MODERN CONNECTIONS TO THE GOLDEN AGE OF AVIATION
Story One
Between 1996 and 2002, I was the director of a small museum at the Portal of the Folded Wings, in North Hollywood, CA, near the edge of Bob Hope Airport. Under the dome of the 100-foot-tall decorative monument, there were 14 graves of famous American pioneers in aviation, yet only 13 had proper bronze tablets to commemorate their life achievements. The fourteenth space was eerily empty, and after I retrieved the 1950s cemetery records, I discovered why. Aviator James Crawford “Jimmy” Angel [1899-1956] had originally been destined to lie among his peers at the Portal, but his family decided to honor Angel’s request and spread his ashes over the waterfall that now bears his name. (Yes, that would be Angel Falls.) On Oct. 9, 1937, Angel landed his monoplane in the jungle and reported the sight of the world’s highest waterfall at Auyantepui, Venezuela. As I led Portal tours, I enjoyed pointing to the ghostly imprint of an empty grave and telling what little I knew of Angel’s story. I was often asked what happened to Angel’s bronze tablet. It was unsettling, but despite my search, I had no answer.
Story Two
Four years later, I had moved to Arizona. In order to learn more about J. Parker Van Zandt [1894-1990,] the founder of the first air tours over the Grand Canyon in the late 1920s, I searched the Internet and found the Web site of the Davis-Monthan (D-M) Aviation Field Register. The register recorded landings and take offs at Tucson, AZ, between 1925 and 1936. On the Web page for Van Zandt, I found 10 landing dates (1927-1928) when he carried passengers in his Stinson aircraft to Phoenix, Tucson, and Nogales, AZ; El Paso, TX, and Los Angeles. The statistics came alive for me when I saw Van Zandt’s signature in the register, and followed all of the online links to further photographs, documents and personal stories added by the Web site’s creator, Gary Hyatt. I felt like Alice in Wonderland who fell down a rabbit hole. I wandered into unknown, delightful, exciting and unexplored paths without knowing my final destination.
The D-M register has 3,704 listings, originally hand-written within the leather-bound book which Hyatt purchased in 2000. By 2001, he had created the D-M database.
“After I created the data base,” explained Hyatt, “I could focus on specifics and discovered that 42 female pilots made 56 landings and that nine of their aircraft are still registered with the FAA. A sort by aircraft showed 233 landings during two years were made by Standard Air Lines in Fokker planes on their round-trip routes among Los Angeles to Phoenix, Tucson, and Douglas, AZ, and El Paso, TX.” By 2005, Hyatt had his data base artistically rendered into a Web site. Visitors can now use pull-down menus to look at the original register or find people, places, airplanes and events.

> **EXTRACTED ENTRIES**

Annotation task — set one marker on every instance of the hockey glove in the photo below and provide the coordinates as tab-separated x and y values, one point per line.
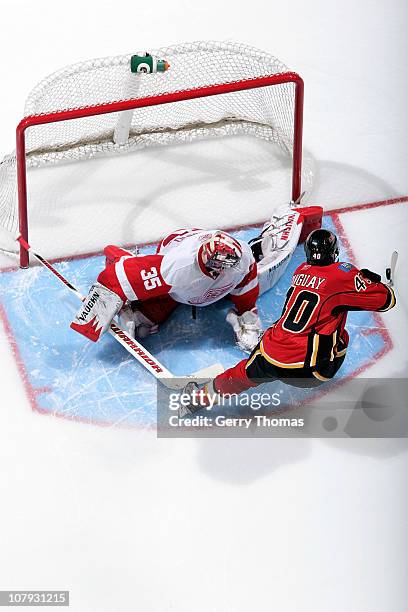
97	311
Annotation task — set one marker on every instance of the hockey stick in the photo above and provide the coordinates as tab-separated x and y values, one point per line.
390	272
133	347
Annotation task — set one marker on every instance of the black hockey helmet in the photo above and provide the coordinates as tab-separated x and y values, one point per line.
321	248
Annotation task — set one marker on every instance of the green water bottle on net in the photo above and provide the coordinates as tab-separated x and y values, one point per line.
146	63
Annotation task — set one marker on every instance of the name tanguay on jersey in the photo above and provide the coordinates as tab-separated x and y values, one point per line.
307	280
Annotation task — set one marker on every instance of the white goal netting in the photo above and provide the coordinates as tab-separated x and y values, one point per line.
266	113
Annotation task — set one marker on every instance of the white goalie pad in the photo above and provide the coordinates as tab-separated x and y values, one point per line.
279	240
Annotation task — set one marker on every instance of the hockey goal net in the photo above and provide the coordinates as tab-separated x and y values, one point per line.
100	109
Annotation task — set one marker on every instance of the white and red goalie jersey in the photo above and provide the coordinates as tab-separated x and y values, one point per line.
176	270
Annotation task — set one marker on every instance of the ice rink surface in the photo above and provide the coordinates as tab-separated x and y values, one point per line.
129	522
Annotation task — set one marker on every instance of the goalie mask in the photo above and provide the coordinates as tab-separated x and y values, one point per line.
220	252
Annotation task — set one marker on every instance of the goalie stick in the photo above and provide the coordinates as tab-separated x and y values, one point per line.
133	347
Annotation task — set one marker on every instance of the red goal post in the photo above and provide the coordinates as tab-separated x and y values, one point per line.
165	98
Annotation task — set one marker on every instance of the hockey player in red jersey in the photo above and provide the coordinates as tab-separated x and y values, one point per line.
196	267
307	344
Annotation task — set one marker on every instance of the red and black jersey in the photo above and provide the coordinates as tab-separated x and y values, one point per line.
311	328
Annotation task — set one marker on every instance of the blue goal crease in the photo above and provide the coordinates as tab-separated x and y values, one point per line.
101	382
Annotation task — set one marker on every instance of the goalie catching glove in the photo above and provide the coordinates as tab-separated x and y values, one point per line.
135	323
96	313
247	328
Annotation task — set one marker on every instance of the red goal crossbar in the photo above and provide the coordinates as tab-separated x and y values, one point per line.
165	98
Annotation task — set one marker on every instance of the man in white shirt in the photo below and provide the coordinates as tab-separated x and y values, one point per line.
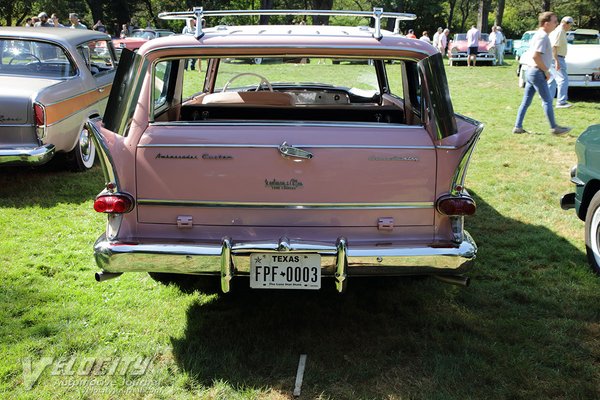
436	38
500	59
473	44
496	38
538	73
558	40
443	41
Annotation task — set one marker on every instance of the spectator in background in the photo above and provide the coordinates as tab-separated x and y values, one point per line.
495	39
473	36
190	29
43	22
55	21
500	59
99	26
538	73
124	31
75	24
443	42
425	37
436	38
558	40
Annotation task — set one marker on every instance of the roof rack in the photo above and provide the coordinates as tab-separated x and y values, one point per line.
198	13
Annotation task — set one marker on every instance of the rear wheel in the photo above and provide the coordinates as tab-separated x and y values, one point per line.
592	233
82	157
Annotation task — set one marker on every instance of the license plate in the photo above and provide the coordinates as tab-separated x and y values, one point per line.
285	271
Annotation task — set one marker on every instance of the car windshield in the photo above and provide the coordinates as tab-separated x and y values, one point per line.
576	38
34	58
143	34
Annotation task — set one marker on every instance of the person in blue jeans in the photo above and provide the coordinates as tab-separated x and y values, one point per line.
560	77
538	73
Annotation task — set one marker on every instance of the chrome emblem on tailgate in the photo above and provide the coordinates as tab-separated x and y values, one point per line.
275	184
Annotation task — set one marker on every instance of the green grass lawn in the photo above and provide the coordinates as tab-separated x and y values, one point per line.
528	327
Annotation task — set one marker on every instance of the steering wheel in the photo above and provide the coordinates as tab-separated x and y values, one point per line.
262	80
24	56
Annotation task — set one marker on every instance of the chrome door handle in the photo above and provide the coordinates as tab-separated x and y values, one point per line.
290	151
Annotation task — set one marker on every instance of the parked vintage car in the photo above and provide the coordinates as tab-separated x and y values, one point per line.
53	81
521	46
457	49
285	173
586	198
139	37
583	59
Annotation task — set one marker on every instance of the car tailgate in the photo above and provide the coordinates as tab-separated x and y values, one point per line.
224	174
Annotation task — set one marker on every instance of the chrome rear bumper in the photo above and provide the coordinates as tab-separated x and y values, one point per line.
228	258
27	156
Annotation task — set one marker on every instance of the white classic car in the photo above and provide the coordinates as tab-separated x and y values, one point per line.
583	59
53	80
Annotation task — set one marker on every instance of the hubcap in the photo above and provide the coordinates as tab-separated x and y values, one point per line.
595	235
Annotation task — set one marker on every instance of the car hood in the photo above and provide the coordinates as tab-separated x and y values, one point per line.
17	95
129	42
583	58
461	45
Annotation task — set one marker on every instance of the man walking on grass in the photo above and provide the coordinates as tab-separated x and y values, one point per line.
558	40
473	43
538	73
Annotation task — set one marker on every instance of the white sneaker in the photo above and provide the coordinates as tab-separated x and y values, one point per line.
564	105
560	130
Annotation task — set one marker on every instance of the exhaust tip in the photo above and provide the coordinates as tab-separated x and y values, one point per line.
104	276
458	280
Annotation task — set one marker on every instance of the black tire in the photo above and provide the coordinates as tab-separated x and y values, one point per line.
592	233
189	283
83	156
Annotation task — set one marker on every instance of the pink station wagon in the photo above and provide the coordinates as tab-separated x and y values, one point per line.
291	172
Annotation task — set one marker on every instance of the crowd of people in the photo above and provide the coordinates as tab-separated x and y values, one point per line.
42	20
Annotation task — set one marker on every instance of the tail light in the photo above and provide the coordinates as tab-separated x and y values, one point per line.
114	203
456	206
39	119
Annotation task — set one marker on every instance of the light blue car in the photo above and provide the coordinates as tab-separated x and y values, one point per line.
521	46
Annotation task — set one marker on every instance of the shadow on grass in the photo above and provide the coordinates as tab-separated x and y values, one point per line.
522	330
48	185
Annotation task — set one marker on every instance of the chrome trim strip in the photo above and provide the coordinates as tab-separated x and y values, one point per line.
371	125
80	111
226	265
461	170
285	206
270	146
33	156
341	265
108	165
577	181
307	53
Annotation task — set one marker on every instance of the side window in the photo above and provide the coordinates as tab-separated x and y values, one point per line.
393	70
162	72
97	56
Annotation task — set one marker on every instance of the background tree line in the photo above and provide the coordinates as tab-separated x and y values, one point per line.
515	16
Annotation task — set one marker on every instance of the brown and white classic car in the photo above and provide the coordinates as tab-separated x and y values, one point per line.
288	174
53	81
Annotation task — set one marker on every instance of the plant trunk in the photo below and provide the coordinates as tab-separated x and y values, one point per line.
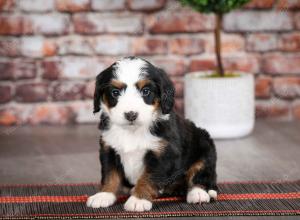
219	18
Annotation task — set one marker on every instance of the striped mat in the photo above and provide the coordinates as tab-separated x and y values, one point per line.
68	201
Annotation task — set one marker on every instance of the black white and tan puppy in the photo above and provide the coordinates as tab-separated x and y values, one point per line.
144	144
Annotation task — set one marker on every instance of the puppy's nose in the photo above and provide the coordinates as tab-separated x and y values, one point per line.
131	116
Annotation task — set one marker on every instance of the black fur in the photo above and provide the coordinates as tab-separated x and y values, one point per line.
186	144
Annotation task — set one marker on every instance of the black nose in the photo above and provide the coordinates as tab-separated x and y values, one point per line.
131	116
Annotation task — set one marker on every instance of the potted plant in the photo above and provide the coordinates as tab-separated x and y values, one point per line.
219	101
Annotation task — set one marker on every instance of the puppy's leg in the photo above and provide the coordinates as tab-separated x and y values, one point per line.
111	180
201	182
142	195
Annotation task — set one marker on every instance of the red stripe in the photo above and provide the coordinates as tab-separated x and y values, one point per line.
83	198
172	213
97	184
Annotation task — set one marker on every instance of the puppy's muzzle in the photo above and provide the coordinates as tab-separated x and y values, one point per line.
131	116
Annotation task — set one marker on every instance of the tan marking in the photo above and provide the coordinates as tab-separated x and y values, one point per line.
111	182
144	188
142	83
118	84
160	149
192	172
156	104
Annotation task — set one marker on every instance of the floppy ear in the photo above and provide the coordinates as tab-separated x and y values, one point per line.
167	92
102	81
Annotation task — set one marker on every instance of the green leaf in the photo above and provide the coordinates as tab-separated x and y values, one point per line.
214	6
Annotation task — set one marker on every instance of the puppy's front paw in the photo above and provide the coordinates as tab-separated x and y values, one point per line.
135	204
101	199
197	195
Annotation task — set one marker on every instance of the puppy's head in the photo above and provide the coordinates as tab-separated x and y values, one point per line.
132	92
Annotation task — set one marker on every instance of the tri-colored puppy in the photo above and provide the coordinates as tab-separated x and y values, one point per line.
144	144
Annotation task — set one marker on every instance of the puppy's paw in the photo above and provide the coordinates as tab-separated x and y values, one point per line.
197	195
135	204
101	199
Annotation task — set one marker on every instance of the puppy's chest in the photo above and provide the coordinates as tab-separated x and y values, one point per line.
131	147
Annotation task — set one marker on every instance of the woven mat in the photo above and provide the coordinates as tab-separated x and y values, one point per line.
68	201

> **WORK INSTRUCTIONS**
a. In the aviation history text, in what year did Gary Hyatt buy the leather-bound register?
b. Write the next part of the aviation history text, picking up after its last sentence.
The data are separate material, unrelated to the aviation history text.

> **RESULTS**
a. Hyatt bought the register in 2000.

b.
I still like to turn paper pages, so I bought Hyatt’s companion book which reproduced each hand-written page of the register, as well as queries from his database. I love the index. Just for fun and among the dozens of familiar names of pilots and aircraft, I quickly found three landings between 1930 and 1931 by Amelia Earhart, two by “Hap” Arnold (March 17, 1930, and Aug. 23, 1933), and one each by Pancho Barnes (Feb. 25, 1930) and Charles Lindbergh (Sept. 23, 1927).
Story Three
I was already in awe of Hyatt when in this past June I received a press release announcing that he has acquired the registers for five more airfields in the U.S. and built Web sites similar to D-M. The new registers are from Clover Field, Santa Monica, CA; Grand Central Air Terminal, Glendale, CA; Parks Field, East St. Louis, IL; Peterson Field, Colorado Springs, CO; and Pitcairn Field, Willow Grove, PA. It is now possible to roam across the U.S. and trace flights and pilots over a span of 21,667 air traffic days between 1925 and 1942. The interconnection among the registers is like a tangled vine with endless new sprouts as visitors to the Web sites add information.
I asked Hyatt for an example of a crossover of data among the new airfields and he gave me several. “I haven’t completely finished the data base for Grand Central Air Terminal,” said Hyatt, “but so far I’ve discovered many pilots landed at two or more of these fields. Jimmy Angel landed at three out of six.” That caught my attention, so I visited the pages hosted by Hyatt to see what more had been learned since I had given tours at Angel’s Portal grave site in 2002.
The Registers Connect Story One with Story Three
I began with Hyatt’s Clover Field listing when Angel arrived from Long Beach, CA, on Sept. 18, 1929, and departed back to Long Beach at a date and time unrecorded. I learned that he flew a Zenith Albatross, tail number NX3622, and that he carried six passengers. I took a quick peek at Angel’s original penned entry in the log book, and went back to find more biographical information. A brief biography and photograph of Angel led me one click away to a larger biographical page complete with a copy of his 1938 (renewed) pilot’s license, a 1927 newspaper article describing his search for gold in Mexico, and a link to the “Jimmy Angel Historical Project” Web site, founded by Angel’s niece.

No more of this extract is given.